== GOAL ==
Arrange the stretch of entries from the line containing "marble tile wall ->" through the line containing "Outline every instance of the marble tile", both included, as a Markdown table with a Row column for the row number and a Line column for the text, skipping blank lines. Leave the pictures out of the table.

** Begin **

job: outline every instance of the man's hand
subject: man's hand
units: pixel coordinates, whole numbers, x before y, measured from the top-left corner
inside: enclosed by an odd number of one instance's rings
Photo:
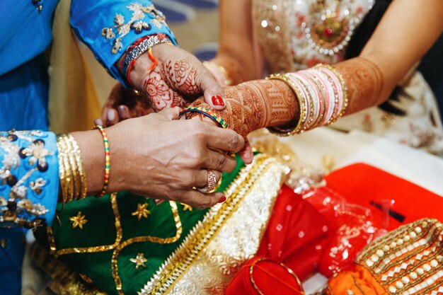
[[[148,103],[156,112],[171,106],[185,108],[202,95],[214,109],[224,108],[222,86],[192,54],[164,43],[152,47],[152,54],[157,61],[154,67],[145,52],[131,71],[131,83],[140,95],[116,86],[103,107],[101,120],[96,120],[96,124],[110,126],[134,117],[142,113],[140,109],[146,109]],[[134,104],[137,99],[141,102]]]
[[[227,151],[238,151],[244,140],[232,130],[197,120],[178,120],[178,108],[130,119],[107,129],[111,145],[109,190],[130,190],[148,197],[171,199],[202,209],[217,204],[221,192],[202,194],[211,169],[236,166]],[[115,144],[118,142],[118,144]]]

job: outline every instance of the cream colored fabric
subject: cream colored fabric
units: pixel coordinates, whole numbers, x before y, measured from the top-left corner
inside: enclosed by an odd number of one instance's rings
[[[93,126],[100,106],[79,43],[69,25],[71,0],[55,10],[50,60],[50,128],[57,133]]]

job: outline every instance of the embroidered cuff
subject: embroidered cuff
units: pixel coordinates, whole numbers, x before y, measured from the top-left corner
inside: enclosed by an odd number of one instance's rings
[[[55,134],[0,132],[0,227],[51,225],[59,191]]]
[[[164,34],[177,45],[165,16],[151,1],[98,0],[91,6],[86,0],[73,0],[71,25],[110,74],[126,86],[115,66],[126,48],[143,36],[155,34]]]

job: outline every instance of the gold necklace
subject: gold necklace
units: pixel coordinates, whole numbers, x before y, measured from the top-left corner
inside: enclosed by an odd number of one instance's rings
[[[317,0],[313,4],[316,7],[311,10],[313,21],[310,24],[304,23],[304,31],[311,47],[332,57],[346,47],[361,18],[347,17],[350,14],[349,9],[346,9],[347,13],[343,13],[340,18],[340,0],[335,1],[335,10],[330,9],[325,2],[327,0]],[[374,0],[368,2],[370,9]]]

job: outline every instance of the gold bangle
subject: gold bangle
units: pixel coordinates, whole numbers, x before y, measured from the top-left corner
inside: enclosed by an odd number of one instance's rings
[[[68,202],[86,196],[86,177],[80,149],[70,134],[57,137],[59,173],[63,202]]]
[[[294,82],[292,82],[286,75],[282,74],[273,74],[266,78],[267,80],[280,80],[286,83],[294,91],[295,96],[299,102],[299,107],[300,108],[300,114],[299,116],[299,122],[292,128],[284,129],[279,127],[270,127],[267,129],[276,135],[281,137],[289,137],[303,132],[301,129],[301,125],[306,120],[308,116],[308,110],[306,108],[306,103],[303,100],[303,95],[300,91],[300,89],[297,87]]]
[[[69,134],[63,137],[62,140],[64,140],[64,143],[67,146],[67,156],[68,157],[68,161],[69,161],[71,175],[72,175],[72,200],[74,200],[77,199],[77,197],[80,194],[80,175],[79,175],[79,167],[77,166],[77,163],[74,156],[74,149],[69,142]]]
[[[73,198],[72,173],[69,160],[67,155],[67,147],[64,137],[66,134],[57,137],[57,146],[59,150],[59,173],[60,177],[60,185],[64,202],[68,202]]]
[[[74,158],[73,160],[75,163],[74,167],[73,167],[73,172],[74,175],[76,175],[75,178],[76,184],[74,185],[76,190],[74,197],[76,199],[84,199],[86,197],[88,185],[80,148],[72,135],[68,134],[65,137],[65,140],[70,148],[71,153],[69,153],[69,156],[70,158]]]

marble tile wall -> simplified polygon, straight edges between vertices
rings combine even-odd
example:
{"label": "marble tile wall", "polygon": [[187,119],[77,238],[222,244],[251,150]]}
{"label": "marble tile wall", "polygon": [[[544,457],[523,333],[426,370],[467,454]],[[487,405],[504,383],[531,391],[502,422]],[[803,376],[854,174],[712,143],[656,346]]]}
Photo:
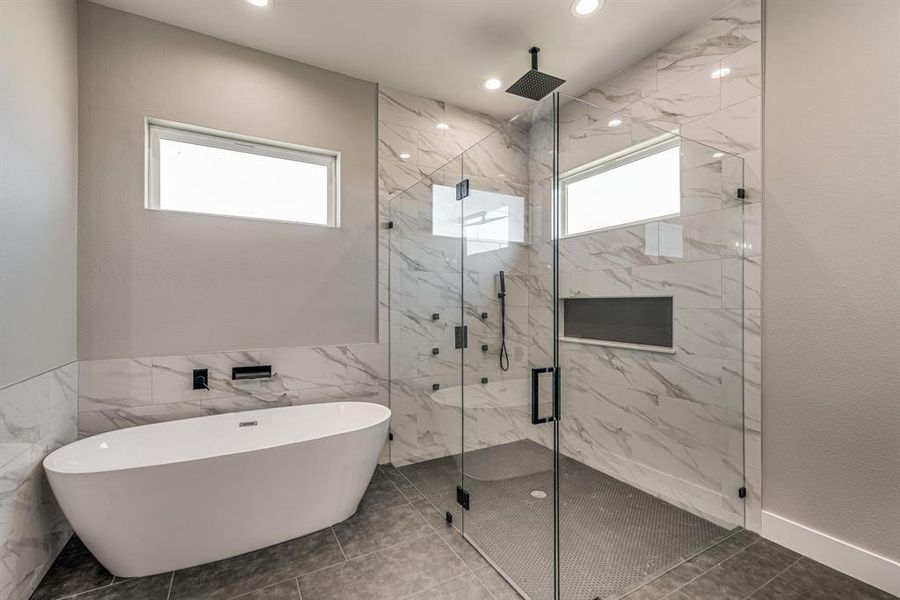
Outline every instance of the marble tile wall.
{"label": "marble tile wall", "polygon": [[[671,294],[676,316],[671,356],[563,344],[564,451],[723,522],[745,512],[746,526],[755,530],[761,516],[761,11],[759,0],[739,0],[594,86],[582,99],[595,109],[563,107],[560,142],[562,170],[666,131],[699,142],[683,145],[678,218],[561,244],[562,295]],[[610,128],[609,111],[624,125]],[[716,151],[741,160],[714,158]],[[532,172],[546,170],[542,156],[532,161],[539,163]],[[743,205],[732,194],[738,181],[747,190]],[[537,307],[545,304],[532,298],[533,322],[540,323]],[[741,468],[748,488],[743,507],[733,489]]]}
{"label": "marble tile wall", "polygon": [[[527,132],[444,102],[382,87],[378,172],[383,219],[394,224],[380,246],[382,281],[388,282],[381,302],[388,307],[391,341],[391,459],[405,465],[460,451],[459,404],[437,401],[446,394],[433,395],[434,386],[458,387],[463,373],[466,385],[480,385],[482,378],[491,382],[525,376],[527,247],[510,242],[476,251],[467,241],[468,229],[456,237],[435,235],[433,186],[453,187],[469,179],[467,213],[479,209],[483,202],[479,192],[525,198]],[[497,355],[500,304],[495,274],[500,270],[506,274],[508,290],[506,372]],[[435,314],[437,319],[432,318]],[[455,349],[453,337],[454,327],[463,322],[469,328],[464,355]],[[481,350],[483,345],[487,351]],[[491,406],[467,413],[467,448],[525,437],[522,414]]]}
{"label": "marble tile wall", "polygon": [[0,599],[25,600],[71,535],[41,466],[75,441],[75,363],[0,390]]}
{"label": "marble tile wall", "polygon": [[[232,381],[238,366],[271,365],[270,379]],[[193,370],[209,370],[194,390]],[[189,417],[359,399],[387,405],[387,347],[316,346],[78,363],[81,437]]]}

** End **
** Begin **

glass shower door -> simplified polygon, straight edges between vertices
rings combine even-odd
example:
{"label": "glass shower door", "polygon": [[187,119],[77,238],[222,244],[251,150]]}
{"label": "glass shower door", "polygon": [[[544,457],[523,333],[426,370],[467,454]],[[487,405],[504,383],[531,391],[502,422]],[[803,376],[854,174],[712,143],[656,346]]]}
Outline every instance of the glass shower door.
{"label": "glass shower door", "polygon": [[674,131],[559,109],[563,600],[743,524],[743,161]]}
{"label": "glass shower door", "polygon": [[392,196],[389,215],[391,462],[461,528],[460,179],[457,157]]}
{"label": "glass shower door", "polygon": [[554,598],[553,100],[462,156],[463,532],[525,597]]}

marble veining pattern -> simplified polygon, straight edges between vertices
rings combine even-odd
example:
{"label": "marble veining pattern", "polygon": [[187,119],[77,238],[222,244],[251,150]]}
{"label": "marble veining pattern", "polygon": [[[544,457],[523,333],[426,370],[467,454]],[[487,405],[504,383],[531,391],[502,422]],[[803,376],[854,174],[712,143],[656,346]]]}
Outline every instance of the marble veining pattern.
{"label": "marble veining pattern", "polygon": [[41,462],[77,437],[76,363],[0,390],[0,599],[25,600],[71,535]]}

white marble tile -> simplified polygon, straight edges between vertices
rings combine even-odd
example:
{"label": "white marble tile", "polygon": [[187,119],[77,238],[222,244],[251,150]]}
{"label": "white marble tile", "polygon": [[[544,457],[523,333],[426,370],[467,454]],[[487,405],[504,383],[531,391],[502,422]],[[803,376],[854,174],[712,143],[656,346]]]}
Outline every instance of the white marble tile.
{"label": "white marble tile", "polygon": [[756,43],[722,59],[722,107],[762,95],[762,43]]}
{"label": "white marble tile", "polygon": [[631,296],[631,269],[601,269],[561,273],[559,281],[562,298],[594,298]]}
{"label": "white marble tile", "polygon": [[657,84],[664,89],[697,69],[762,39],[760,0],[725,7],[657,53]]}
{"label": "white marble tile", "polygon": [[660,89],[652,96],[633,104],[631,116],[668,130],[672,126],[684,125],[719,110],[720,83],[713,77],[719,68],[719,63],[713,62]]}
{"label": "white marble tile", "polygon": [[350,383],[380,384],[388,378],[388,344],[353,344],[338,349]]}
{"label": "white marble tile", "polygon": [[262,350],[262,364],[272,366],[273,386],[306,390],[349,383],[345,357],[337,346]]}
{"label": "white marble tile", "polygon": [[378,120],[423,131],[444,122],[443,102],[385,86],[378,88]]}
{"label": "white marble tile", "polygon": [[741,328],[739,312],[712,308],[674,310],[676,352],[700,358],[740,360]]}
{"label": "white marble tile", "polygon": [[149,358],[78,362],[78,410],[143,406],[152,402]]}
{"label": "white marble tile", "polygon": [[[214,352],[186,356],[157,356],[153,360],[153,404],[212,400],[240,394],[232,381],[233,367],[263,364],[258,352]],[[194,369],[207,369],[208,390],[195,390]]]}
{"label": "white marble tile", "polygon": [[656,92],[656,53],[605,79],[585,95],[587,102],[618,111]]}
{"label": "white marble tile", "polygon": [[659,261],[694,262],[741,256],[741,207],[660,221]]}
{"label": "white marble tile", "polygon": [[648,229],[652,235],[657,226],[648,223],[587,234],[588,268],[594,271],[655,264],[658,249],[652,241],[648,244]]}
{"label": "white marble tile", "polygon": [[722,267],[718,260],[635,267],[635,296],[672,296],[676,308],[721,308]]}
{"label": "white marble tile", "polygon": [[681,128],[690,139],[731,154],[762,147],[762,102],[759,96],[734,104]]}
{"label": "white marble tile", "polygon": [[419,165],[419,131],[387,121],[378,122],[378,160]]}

** End **

== ANSWER FOR THIS EXERCISE ==
| Row | Line |
|---|---|
| 1 | marble tile wall -> simplified polygon, straight edges between vertices |
| 2 | rings combine even-odd |
| 3 | example: |
| 4 | {"label": "marble tile wall", "polygon": [[187,119],[77,238],[222,244],[251,150]]} |
| 5 | {"label": "marble tile wall", "polygon": [[[544,457],[523,333],[426,370],[467,454]],[[487,405],[504,383],[531,391],[502,422]],[[803,376],[854,174],[712,143],[656,346]]]} |
| 6 | Photo: |
| 7 | Outline every instance of the marble tile wall. |